- [TASK DESCRIPTION] Could every line of the data be printed exactly as it reads?
──────── EXCERPTED RECORDS ────────
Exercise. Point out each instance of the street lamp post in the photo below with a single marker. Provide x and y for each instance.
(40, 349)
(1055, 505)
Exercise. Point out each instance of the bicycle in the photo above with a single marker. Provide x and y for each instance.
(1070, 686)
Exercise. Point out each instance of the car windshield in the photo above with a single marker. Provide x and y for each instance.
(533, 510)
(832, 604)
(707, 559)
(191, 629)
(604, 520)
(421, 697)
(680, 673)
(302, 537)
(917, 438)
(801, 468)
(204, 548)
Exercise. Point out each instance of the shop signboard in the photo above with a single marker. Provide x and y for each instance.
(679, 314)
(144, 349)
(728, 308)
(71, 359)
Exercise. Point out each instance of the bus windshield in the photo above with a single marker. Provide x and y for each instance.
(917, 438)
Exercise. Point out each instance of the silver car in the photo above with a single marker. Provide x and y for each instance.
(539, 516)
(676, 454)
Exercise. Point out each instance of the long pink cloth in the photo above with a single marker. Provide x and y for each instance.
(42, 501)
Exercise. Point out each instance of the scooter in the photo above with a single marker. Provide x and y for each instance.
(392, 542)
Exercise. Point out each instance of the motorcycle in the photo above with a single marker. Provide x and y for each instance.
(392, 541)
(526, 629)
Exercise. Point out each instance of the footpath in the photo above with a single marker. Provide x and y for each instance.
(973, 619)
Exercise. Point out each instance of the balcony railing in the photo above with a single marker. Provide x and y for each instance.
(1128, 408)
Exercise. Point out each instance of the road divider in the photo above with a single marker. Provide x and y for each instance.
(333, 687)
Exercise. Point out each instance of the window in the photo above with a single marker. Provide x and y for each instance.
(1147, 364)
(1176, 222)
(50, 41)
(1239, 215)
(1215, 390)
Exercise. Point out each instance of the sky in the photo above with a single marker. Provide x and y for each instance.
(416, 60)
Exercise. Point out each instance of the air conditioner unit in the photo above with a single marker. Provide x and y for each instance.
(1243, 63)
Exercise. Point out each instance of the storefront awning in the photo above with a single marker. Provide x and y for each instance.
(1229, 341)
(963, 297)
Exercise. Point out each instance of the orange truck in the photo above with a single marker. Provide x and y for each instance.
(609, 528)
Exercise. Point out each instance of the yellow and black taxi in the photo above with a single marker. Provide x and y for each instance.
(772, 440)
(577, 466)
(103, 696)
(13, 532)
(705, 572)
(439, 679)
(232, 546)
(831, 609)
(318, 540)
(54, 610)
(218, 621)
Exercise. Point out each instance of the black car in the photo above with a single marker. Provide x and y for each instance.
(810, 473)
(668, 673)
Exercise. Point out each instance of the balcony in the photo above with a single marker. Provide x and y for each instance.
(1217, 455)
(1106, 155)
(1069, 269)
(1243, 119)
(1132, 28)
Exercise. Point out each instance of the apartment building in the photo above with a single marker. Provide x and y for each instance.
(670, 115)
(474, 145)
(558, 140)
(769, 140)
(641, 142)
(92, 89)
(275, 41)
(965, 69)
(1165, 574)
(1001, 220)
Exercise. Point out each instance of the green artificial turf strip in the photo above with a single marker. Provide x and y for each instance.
────────
- [COMPLETE RESPONSE]
Exercise. Point out each instance of the street lamp post in the photo below with a single marker. Provide x and y for each instance.
(40, 349)
(1055, 505)
Exercise. Point out each instance of the bicycle in the photo above with a single marker. Provide x and y for each instance.
(1070, 686)
Exercise. Point out each instance of the car windshield in the photo above with a single marker. Provide x and y for each instance.
(533, 510)
(832, 604)
(707, 559)
(191, 629)
(604, 520)
(421, 697)
(680, 673)
(302, 537)
(917, 438)
(801, 468)
(204, 548)
Exercise. Point out each instance of the shop signboard in the photo above with a single marker. Provide x and y for each instance.
(679, 314)
(144, 349)
(728, 308)
(71, 359)
Exercise. Point out each instance of the bus windshield in the photo above with a single marker. Provide x and y for each instance.
(917, 438)
Exercise. Point out each instance of the silver car in the photo above with a single marker. Provide x and y for each instance.
(539, 516)
(676, 454)
Exercise. Point out each instance of the long pink cloth in the photo above with a single marker. Provide x and y for each instance.
(42, 501)
Exercise. Point out each instance of the scooter in the photo above with a single marker. Provide x and y for each instance.
(392, 542)
Exercise. Point out each instance of the motorcycle in the photo above with a single marker. Provide x and y for each instance.
(392, 541)
(526, 629)
Exercise. Point out each instance of the footpath in the photo above with a single marker. Provide x and y for each instance.
(973, 619)
Exercise. Point out each instance of the balcony railing in the photo above with a single marker. Provide x and y for each instance.
(1128, 408)
Exercise. Point out each instance of the road divider in the photo above with a single marker. Provide x and y for each instance.
(333, 687)
Exercise. Point out each instance of the window in the photo above with a single marker. Provide x and y for each instance.
(1147, 364)
(1176, 222)
(50, 41)
(1239, 215)
(1215, 390)
Exercise. Point out each instance of the sky in the photo above with a single marker. Provide x and y for each instance.
(416, 60)
Exercise. Point out each instance of the air conditioner unit in the photo above with a single marker. Provide x and y for each instance.
(1243, 63)
Exercise. Point out each instance of the storefront awning in the photo above with a single marker. Provide x and y for each instance.
(1229, 341)
(963, 297)
Exercise. Point out each instance of the orange truck in the photo above with a single marker. Provide x and y for each instance.
(609, 528)
Exercise. Point out each instance of the yellow and black taxi in the photo above with a single marker. Provide x and y for each instance.
(772, 440)
(577, 466)
(103, 696)
(13, 532)
(705, 572)
(439, 679)
(232, 546)
(831, 609)
(318, 540)
(54, 610)
(218, 621)
Exercise. Point out each instance of the black car in the photo above with a single marker. Provide x and y for each instance.
(810, 473)
(668, 673)
Exercise. Point out each instance of the balcony in the photo above with a single marker. Provide x and y for each instance.
(1217, 455)
(1106, 155)
(1069, 269)
(1243, 119)
(1132, 28)
Exercise. Point out each instance of the apartment building in the photo above with a single marker. Provide x and y for each instance.
(670, 115)
(474, 145)
(558, 140)
(769, 140)
(641, 142)
(92, 89)
(275, 41)
(965, 69)
(1165, 574)
(1001, 220)
Exercise. Point out each instance of the green artificial turf strip in the photo above with a single marker. Provide x and y for each instance.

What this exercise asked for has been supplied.